- Given problem 1 -
Rewrite the Day & Age article, beginning at the words "The Killers chronology" and stopping after "Age World Tour.", with "embarked on" replaced by "set out on".
- Given problem 2 -
Extend the Day & Age article from the point where it ends.

- Excerpted text -
%%
Studio album by the Killers
- Released: November 18, 2008
- Recorded: April–September 2008
- Studios: Battle Born (Las Vegas, Nevada)
- Genres: Dance-rock; new wave; synth-pop;
- Length: 40:49
- Label: Island
- Producers: Stuart Price; The Killers;

The Killers chronology
| Sawdust (2007) | Day & Age (2008) | Live from the Royal Albert Hall (2009) |

Singles from Day & Age
- "Human" Released: September 22, 2008; "Spaceman" Released: November 4, 2008; "The World We Live In" Released: May 18, 2009 (EUR); "A Dustland Fairytale" Released: June 9, 2009 (NA);

= Day & Age =

Day & Age is the third studio album by American rock band the Killers. It was released on November 18, 2008, by Island Records. Frontman and lead vocalist Brandon Flowers described it as the band's "most playful record". As of May 2015, Day & Age had sold three million copies worldwide. Following the release of the album, the band embarked on the Day & Age World Tour.
%%
- Provided data -
%%
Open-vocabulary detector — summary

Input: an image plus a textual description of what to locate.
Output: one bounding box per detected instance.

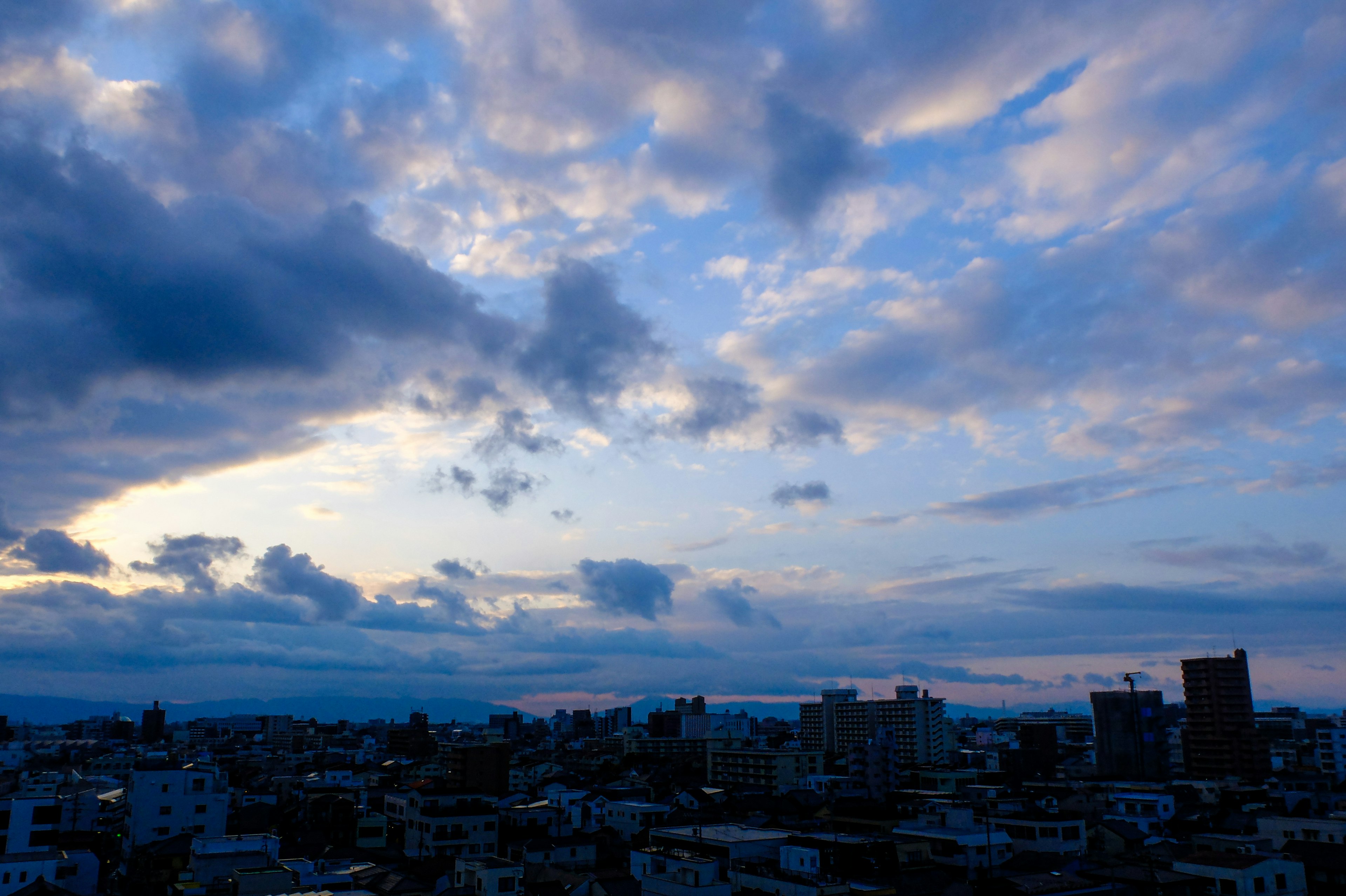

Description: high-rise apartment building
%%
- Task response 1 -
The Killers chronology
| Sawdust (2007) | Day & Age (2008) | Live from the Royal Albert Hall (2009) |

Singles from Day & Age
- "Human" Released: September 22, 2008; "Spaceman" Released: November 4, 2008; "The World We Live In" Released: May 18, 2009 (EUR); "A Dustland Fairytale" Released: June 9, 2009 (NA);

= Day & Age =

Day & Age is the third studio album by American rock band the Killers. It was released on November 18, 2008, by Island Records. Frontman and lead vocalist Brandon Flowers described it as the band's "most playful record". As of May 2015, Day & Age had sold three million copies worldwide. Following the release of the album, the band set out on the Day & Age World Tour.

- Task response 2 -
==Production==
The band began writing the tracks for Day & Age while on the road during the Sam's Town Tour. Producer Stuart Price had worked on a few remixes for the Killers, but the band had still never met him until they connected in London in 2006. Price and the band had dinner, before returning to his home studio and recording the lead single "Human" in two hours. The band recorded demos in Las Vegas and sent them to Price in London over the Internet, who would then call back to discuss the recordings. With the album largely done, the Killers met at their Las Vegas studio in May 2008 to put the finishing touches to the album. Flowers stated that the concept for the album is a "continuation" of Sam's Town, saying "it's like looking at Sam's Town from Mars".

When asked about the meaning behind the album's title, Flowers replied, "I don't know. You wait for moments. I just wait for it to come, and I knew that [Day & Age] was right when I had it." The album's title is also part of the lyrics to two of the album's tracks: "Neon Tiger" and "The World We Live In".

The Killers enlisted Paul Normansell to create the artwork for the album. Portraits of the band members themselves are included in the album. These portraits can be seen at various parts of the "Human" video, as well as the cover of Day & Age and the CD insert. On December 8, 2008, Rolling Stone named the album cover for Day & Age the best album cover of 2008. On December 15, Rolling Stone readers voted Day & Age the best album of 2008.

In an interview with Rolling Stone in September 2009, Flowers commented on the album, stating:
"It sits well with our other two albums. It's obviously a little more on the pop end of things; it's not quite as masculine as Sam's Town, but I like it. 'Spaceman' is such a playful tune, it makes my body do things I've never done before. 'Human' is one of our best recordings so far. I don't think we've made our best album yet, and that makes me happy, to know it's still out there."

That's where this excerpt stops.